__Your goal__.
Provide the records once more, identical to the original.

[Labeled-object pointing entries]
____

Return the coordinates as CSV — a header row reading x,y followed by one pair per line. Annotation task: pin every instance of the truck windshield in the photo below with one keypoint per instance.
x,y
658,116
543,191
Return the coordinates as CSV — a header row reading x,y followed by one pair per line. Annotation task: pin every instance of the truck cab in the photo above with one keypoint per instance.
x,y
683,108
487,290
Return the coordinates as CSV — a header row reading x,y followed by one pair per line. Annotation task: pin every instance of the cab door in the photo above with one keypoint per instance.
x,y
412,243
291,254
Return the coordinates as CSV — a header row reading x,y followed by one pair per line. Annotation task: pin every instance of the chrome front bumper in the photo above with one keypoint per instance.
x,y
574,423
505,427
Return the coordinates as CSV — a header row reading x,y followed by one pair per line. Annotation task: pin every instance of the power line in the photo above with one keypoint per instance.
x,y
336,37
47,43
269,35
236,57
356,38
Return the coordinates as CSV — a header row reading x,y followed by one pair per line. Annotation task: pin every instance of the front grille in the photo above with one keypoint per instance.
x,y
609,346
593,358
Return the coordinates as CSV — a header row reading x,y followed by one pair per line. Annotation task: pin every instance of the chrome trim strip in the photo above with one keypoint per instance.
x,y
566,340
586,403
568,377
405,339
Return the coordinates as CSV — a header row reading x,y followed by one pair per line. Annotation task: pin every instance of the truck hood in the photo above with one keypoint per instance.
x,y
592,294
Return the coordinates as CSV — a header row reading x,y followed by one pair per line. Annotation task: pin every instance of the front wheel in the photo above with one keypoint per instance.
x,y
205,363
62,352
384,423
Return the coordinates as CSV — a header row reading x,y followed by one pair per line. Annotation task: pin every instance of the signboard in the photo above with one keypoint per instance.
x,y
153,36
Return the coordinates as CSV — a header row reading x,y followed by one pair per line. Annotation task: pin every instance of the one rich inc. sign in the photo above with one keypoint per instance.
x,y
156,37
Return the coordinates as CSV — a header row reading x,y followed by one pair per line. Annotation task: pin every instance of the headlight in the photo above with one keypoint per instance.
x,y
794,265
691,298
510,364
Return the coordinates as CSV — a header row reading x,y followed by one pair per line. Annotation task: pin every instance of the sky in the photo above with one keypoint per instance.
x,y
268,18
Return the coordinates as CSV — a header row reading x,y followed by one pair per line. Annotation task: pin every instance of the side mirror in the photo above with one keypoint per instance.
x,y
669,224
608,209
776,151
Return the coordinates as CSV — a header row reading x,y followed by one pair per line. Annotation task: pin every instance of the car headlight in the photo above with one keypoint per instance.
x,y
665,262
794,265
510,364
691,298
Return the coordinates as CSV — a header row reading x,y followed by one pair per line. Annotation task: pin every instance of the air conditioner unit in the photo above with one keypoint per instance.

____

__Answer for this exercise__.
Return the coordinates as CSV — a header row reading x,y followed by one pair per line. Annotation task: pin every instance of the truck windshield in the photo below with one keypoint per instance.
x,y
658,116
543,191
Return the coordinates as CSV — a header row reading x,y followed by one pair per line. Annotation task: pin every instance of the truck cab in the photo above with one keypoint per instance.
x,y
683,108
487,290
Return the coordinates as CSV — a header row reading x,y followed by one pair per line. Annotation task: pin every instance of the cab door in the photo above with one keypoint per instance.
x,y
412,243
291,254
Return the coordinates as CSV — a header row reading x,y followed by one pair per line. Annotation task: pin every instance of the chrome front bumper in the photo above with one keypoint per instance.
x,y
574,423
505,427
Return the coordinates as CSV — a header row reading x,y followed by one pair per line. Annotation task: pin every instance of the power line in the photo above with one keypoint per instance.
x,y
336,37
47,43
269,35
236,57
356,38
Return the coordinates as CSV — a header row reading x,y followed by one pair per line. Annotation task: pin every instance of the front grille in the photo above with one keypoint per instance.
x,y
609,346
593,358
Return the coordinates as CSV — a header row reading x,y followed by one pair per line. Annotation task: pin every instance of the chrome trim strip in the photo above with one keypoint per instance.
x,y
566,340
586,403
568,377
405,339
Return the coordinates as CSV — a header row reading x,y followed by one pair per line. Annotation task: pin every instance of the truck hood in the photo above with one keypoint per instance.
x,y
592,294
Return the coordinates as CSV — a header row reading x,y followed by one pair per line. Annotation task: pin every instance of the front wheel in the photo above with one keypoint per instance.
x,y
205,363
62,352
384,423
Return the coordinates as CSV — a header row reading x,y followed by one pair per line. Annotation task: pin every instance of the signboard in the photo above with one keypoint per instance.
x,y
153,36
Return the coordinates as CSV — a header row reading x,y followed by one pair per line. Annotation task: pin every instance of the one rich inc. sign in the photo above with one keypoint per instance.
x,y
156,37
Return the coordinates as CSV — a header row reading x,y followed by one pair per line. Annotation task: pin every instance of the headlight in the photo above with one keypoint per instance.
x,y
794,265
691,298
510,364
Return the coordinates as CSV — a header row reading x,y followed by one pair per line. Annotation task: pin every instance of the sky in the photo above with one keypoint per instance.
x,y
268,18
Return the coordinates as CSV — a header row reading x,y followed by one pair per line. Annotation task: pin every instance of the side mirror in the photo above with one keypoint per instance.
x,y
669,224
608,209
776,151
Return the coordinates as CSV — a header row reading x,y followed by one pair per line. Annotation task: pin every instance of the car headlight in the photo above with one keypoint per instance.
x,y
665,262
794,265
510,364
691,298
Return the coordinates as CSV — a header row reading x,y followed by one pair per line. Annotation task: pin every instance of the air conditioner unit in the photo above with one keypoint per instance.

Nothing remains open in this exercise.